**Teks yang Disediakan:**
——

Jumat 13 Aug 2021 19:55 WIB

Sholat Jumat 2 Gelombang, Ini Tanggapan Komisi Fatwa MUI  

Fatwa MUI memberikan opsi sholat Jumat bergelombang atau diganti Zuhur

Rep: Kiki Sakinah/ Red: Nashih Nashrullah
Fatwa MUI memberikan opsi sholat Jumat bergelombang atau diganti Zuhur. Ilustrasi sholat Jumat
Foto: REPUBLIKA/ABDAN SYAKURA
Fatwa MUI memberikan opsi sholat Jumat bergelombang atau diganti Zuhur. Ilustrasi sholat Jumat

REPUBLIKA.CO.ID, JAKARTA –  Beredar informasi di media sosial tentang pembagian gelombang sholat Jumat menggunakan nomor ponsel ganjil dan genap di tengah pemberlakuan PPKM saat ini.

Hal itu kemudian menuai tanggapan beragam. Surat edaran tentang usulan pelaksanaan sholat Jumat menjadi dua gelombang sebelumnya telah diterbitkan Dewan Masjid Indonesia (DMI) tahun lalu. 

Baca Juga

Menanggapi itu, Sekretaris Komisi Fatwa Majelis Ulama Indonesia (MUI), KH Miftahul Huda, mengatakan bahwa usulan terkait tata cara sholat Jumat dibuat dua gelombang dengan aturan ganjil genap berdasarkan nomor ponsel itu adalah bentuk ijtihad yang dinilainya bagus.

——

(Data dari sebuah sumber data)
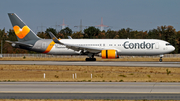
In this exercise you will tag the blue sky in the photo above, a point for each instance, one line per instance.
(135, 14)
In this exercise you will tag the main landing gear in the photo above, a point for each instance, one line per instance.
(91, 57)
(161, 56)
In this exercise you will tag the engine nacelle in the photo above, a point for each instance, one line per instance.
(109, 54)
(14, 45)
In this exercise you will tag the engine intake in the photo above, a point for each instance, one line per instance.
(109, 54)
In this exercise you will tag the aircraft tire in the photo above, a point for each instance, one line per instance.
(90, 59)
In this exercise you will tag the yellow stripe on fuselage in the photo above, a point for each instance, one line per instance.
(49, 47)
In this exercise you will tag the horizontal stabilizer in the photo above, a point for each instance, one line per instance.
(19, 43)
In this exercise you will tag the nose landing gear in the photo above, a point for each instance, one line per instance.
(161, 56)
(91, 57)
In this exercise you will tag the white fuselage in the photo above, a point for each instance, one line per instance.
(123, 46)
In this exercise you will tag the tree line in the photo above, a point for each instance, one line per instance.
(167, 33)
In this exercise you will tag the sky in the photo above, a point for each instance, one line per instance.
(141, 15)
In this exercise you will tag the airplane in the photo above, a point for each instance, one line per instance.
(105, 48)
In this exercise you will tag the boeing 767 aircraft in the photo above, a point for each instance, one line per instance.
(105, 48)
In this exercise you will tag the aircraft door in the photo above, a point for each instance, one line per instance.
(157, 45)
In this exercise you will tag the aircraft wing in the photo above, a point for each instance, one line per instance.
(78, 48)
(17, 43)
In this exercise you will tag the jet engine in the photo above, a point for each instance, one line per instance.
(109, 54)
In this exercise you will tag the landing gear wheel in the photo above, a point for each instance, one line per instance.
(90, 59)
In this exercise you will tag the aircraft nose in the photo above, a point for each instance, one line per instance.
(173, 48)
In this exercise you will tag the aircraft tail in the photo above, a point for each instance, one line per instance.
(22, 31)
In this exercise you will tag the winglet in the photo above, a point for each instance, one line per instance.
(54, 38)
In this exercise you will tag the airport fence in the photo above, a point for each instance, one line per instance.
(76, 56)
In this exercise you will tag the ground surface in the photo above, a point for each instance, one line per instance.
(83, 73)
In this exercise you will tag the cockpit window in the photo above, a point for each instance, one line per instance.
(168, 44)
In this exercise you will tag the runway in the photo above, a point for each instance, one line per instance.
(96, 63)
(90, 90)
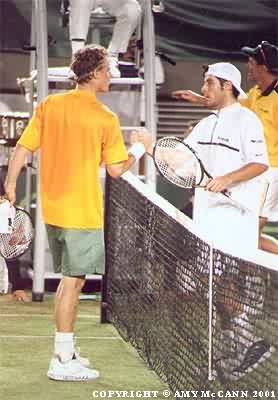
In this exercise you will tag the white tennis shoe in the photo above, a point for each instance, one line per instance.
(71, 370)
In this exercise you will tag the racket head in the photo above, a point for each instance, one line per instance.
(177, 162)
(16, 243)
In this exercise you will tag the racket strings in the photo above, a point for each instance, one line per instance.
(16, 243)
(176, 162)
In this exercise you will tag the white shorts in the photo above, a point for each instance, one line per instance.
(270, 208)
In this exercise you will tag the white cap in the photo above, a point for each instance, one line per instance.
(228, 72)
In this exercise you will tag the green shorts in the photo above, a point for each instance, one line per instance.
(76, 252)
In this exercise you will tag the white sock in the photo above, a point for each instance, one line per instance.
(64, 345)
(77, 45)
(113, 55)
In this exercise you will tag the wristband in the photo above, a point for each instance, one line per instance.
(137, 150)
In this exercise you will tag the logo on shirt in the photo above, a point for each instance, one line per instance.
(222, 139)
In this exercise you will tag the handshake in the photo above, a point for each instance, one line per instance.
(143, 137)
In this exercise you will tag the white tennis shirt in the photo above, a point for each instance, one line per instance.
(226, 141)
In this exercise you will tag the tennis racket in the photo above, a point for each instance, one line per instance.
(179, 164)
(19, 240)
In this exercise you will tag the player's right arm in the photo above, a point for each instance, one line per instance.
(190, 96)
(16, 164)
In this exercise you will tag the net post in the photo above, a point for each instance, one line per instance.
(103, 307)
(210, 327)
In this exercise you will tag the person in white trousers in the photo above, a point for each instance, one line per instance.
(127, 14)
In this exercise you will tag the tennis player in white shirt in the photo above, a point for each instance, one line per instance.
(231, 145)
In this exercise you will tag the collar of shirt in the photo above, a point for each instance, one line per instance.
(228, 109)
(269, 89)
(86, 93)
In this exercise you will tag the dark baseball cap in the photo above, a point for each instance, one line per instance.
(265, 53)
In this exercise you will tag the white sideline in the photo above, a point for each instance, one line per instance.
(260, 257)
(84, 316)
(52, 337)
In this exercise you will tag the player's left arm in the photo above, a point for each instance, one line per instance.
(242, 174)
(254, 153)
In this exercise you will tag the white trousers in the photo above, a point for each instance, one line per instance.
(127, 13)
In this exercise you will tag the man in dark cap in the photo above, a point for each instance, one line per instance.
(263, 100)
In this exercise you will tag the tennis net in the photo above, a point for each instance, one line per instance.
(201, 318)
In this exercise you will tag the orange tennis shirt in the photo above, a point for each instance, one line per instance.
(75, 133)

——

**Rincian Tugas:**
Tuliskan kembali tanpa perubahan bagian artikel tentang sholat Jumat dua gelombang yang diawali dengan "Rep: Kiki Sakinah/" dan diakhiri dengan "PPKM saat ini.". Data tersebut tidak berkaitan dengan artikel tentang sholat Jumat dua gelombang.

**Hasil Tugas:**
Rep: Kiki Sakinah/ Red: Nashih Nashrullah
Fatwa MUI memberikan opsi sholat Jumat bergelombang atau diganti Zuhur. Ilustrasi sholat Jumat
Foto: REPUBLIKA/ABDAN SYAKURA
Fatwa MUI memberikan opsi sholat Jumat bergelombang atau diganti Zuhur. Ilustrasi sholat Jumat

REPUBLIKA.CO.ID, JAKARTA –  Beredar informasi di media sosial tentang pembagian gelombang sholat Jumat menggunakan nomor ponsel ganjil dan genap di tengah pemberlakuan PPKM saat ini.